=== WHAT NEEDS TO BE DONE ===
Extract the line that contains "Keypoint placement for each instance of the white" and every line after it through the end of the records below, exactly as written, leaving out any pictures.

Stored data:

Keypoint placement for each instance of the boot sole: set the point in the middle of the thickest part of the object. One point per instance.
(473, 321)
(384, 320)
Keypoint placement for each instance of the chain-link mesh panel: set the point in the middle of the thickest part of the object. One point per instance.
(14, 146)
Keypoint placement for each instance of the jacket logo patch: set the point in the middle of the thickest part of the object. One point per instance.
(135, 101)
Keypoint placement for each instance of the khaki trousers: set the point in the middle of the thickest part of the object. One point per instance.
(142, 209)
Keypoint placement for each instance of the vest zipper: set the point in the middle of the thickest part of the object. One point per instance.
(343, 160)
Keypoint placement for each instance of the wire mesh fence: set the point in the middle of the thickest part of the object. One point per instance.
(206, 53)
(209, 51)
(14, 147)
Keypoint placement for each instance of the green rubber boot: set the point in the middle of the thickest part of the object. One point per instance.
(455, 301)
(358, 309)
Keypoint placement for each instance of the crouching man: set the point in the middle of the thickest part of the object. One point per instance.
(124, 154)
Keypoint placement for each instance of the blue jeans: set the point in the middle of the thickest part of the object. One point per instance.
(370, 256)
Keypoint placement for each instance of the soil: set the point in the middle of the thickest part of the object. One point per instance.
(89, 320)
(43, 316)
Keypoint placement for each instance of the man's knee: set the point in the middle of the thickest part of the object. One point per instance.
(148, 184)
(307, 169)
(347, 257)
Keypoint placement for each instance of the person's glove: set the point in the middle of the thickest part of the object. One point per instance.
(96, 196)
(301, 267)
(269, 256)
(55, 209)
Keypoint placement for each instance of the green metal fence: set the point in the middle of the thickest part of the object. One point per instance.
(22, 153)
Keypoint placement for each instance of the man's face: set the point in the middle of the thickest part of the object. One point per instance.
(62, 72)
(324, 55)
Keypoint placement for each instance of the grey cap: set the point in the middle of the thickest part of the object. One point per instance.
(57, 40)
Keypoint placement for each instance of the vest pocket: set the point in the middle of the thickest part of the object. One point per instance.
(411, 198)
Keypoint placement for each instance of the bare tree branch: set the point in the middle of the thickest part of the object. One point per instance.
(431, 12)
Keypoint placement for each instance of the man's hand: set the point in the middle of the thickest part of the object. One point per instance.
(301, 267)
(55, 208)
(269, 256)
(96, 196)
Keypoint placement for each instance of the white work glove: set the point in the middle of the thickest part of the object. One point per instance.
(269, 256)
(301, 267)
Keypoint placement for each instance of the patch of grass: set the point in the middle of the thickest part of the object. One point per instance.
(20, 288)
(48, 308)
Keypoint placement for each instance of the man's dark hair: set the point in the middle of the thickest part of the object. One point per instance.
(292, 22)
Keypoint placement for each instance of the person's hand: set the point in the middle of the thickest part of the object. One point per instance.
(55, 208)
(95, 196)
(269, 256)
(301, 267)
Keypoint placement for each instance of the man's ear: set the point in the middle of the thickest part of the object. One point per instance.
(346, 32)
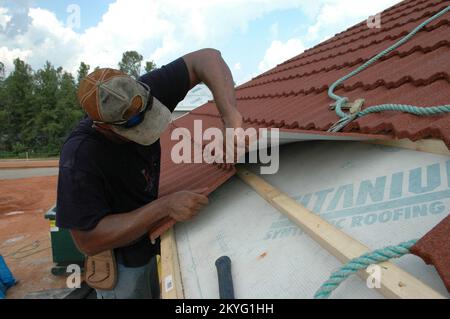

=== OUTPUT OF THE TASK ===
Keypoint placement for each instance of the white work glove: set the point in the middle of the thickest part of the object. One point per instance.
(269, 256)
(301, 267)
Keypoint placement for each instance of the patch of grass: set the point in the middle of the thickest part of the object. One point per instance.
(20, 288)
(48, 308)
Keypoint placement for each instance of the man's dark hair: set the point in the middle of the thickest part of the object. One point per instance.
(292, 22)
Keypoint placement for each instance of the person's hand: set the point in the middle of the thickest part of the object. One point per instance.
(55, 208)
(95, 196)
(269, 256)
(301, 267)
Keypoint placement for each instance of the man's ear: set the point in the middle of the thickest part of the object. One point per instance.
(346, 32)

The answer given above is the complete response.